=== Work order 1 ===
Do the following statements agree with the article on CITES, Mexico and the vaquita? Answer yes or no for each, quoting the words of the article that decide it. (a) Fewer than 10 vaquitas remain. (b) Vaquitas are hunted mainly for their swim bladders. (c) Mexico was to prepare a compliance action plan by 28 February 2023.
=== Work order 2 ===
Can you carry on the article on CITES, Mexico and the vaquita from where it stops?

=== Passage shown ===
━━━
CITES gets tough with Mexico to compel it to protect critically endangered vaquita porpoises

Following sustained calls from EIA and its campaign partners for Mexico to clamp down on the illegal totoaba fish trade which is driving the critically endangered vaquita porpoise to extinction, the Convention on International Trade in Endangered Species (CITES) has today announced it is taking action

Following sustained calls from EIA and its campaign partners for Mexico to clamp down on the illegal totoaba fish trade which is driving the critically endangered vaquita porpoise to extinction, the Convention on International Trade in Endangered Species (CITES) has today announced it is taking action.

CITES has communicated to Parties a recommendation to suspend all commercial trade in specimens of CITES-listed species with Mexico.

EIA and our partners Animal Welfare Institute, the Center for Biological Diversity and Natural Resources Defense Council have been calling for Mexico to stop illegal totoaba trade to save the critically endangered vaquita since 2019.

Gillnets are the primary cause of vaquita mortality in the upper gulf of california, Mexico (c) Chris Johnson

The vaquita, a tiny porpoise species found only in the Upper Gulf of California, Mexico, is the world’s most endangered marine mammal, with fewer than 10 individuals remaining. The vaquita is not hunted in its own right – it is collateral damage, killed accidentally in the illegal gillnets set primarily for totoaba fish, the dried swim bladders, or maw, of which are highly sought-after in China.

EIA was at the 75th CITES Standing Committee in November, where it was agreed Mexico would prepare a compliance action plan by 28 February 2023.

This plan was to clearly outline the actions to be implemented and the steps the country will take to urgently progress implementation, in particular addressing the measures and activities to be put in place to effectively prevent illegal fishers and unauthorised vessels from entering the vaquita refuge and zero-tolerance areas and to thereafter maintain them as gillnet-free zones.
━━━
=== Data section ===
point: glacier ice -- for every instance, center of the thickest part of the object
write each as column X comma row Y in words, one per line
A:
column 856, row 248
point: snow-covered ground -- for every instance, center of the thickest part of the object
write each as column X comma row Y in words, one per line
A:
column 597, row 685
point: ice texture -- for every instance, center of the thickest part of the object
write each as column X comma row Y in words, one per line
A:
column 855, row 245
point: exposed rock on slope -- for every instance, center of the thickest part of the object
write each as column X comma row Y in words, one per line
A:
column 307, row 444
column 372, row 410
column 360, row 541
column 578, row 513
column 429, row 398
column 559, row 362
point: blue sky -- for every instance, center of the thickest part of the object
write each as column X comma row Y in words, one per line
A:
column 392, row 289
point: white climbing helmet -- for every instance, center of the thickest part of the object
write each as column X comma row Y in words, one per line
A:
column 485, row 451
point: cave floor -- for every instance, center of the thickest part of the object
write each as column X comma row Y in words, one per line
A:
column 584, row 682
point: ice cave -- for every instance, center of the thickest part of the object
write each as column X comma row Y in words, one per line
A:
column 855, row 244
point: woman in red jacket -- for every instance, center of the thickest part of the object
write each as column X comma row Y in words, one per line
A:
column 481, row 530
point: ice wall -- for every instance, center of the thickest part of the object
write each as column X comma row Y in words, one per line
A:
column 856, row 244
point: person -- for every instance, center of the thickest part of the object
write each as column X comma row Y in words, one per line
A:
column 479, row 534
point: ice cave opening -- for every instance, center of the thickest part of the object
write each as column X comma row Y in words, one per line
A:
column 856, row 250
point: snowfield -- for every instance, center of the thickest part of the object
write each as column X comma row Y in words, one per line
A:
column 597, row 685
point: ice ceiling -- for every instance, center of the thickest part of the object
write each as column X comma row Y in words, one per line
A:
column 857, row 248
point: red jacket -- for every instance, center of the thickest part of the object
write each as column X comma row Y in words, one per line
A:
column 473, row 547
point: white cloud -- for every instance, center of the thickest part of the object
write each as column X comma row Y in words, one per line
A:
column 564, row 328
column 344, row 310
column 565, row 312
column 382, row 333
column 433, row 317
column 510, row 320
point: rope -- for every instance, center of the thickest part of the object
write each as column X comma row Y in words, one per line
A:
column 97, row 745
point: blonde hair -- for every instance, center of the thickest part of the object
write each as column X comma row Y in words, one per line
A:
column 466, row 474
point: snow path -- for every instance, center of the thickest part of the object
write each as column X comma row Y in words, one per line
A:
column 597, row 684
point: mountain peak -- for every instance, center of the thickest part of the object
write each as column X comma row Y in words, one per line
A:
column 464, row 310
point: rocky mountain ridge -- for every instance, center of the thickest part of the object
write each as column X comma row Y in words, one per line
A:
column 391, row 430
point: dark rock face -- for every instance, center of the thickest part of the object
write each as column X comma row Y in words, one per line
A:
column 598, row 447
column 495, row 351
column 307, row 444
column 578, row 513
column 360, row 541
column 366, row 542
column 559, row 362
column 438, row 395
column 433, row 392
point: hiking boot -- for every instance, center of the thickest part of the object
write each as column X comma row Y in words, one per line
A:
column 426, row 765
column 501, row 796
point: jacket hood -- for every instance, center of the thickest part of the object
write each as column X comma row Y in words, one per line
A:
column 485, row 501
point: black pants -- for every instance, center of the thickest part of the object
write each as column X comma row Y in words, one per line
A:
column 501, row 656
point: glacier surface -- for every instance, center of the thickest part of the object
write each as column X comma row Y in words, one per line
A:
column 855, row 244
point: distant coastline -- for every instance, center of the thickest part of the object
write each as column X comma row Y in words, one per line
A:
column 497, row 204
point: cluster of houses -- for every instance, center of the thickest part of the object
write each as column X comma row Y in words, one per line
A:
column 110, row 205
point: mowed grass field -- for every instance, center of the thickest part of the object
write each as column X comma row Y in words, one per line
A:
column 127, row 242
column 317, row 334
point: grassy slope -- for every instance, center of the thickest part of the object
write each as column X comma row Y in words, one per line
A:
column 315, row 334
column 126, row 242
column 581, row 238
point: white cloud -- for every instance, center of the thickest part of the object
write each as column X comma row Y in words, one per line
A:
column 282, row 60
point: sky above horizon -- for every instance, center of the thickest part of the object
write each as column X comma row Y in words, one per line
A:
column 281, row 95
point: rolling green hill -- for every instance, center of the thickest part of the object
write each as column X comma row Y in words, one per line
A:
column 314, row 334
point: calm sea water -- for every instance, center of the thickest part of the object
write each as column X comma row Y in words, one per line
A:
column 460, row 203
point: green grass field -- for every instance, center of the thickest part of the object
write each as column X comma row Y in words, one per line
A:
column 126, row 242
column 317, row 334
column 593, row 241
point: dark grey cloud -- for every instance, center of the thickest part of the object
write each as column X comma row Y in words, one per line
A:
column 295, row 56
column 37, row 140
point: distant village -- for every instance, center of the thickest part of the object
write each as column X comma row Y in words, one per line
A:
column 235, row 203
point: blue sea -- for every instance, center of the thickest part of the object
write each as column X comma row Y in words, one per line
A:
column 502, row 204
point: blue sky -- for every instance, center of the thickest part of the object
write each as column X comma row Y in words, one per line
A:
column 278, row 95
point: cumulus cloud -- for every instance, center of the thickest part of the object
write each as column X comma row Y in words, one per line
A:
━━━
=== Exercise answer 1 ===
(a) Yes: "with fewer than 10 individuals remaining"
(b) No: "The vaquita is not hunted in its own right"
(c) Yes: "Mexico would prepare a compliance action plan by 28 February 2023"

=== Exercise answer 2 ===
Dried totoaba maw on sale in China (c) EIA

The plan was to also outline the timeframe for implementation of each step and when it should be fully achieved and to further include milestones to enable assessment of satisfactory implementation.

Mexico submitted a compliance action plan, but this was not considered to be adequate by the CITES Secretariat as it lacked clear timeframes for implementation and achievement of the different steps in the plan and the corresponding milestones.

The Secretariat reaffirmed its continued readiness to work with Mexico on revision of the compliance action plan to ensure that an adequate plan could be put in place as swiftly as possible. The CITES recommendation will remain in effect until the Secretariat has assessed a revised compliance action plan as adequate.

EIA Ocean Campaigner Sarah Dolman said: “It is estimated that only about 10 individual vaquita remain – it is the most critically endangered cetacean on the planet.

“”But there is always hope and this action by CITES gives the vaquita a fighting chance for survival – if Mexico keeps gillnets out of the areas designated to protect them and if it and other countries involved in the trade of totoaba act to halt it immediately.”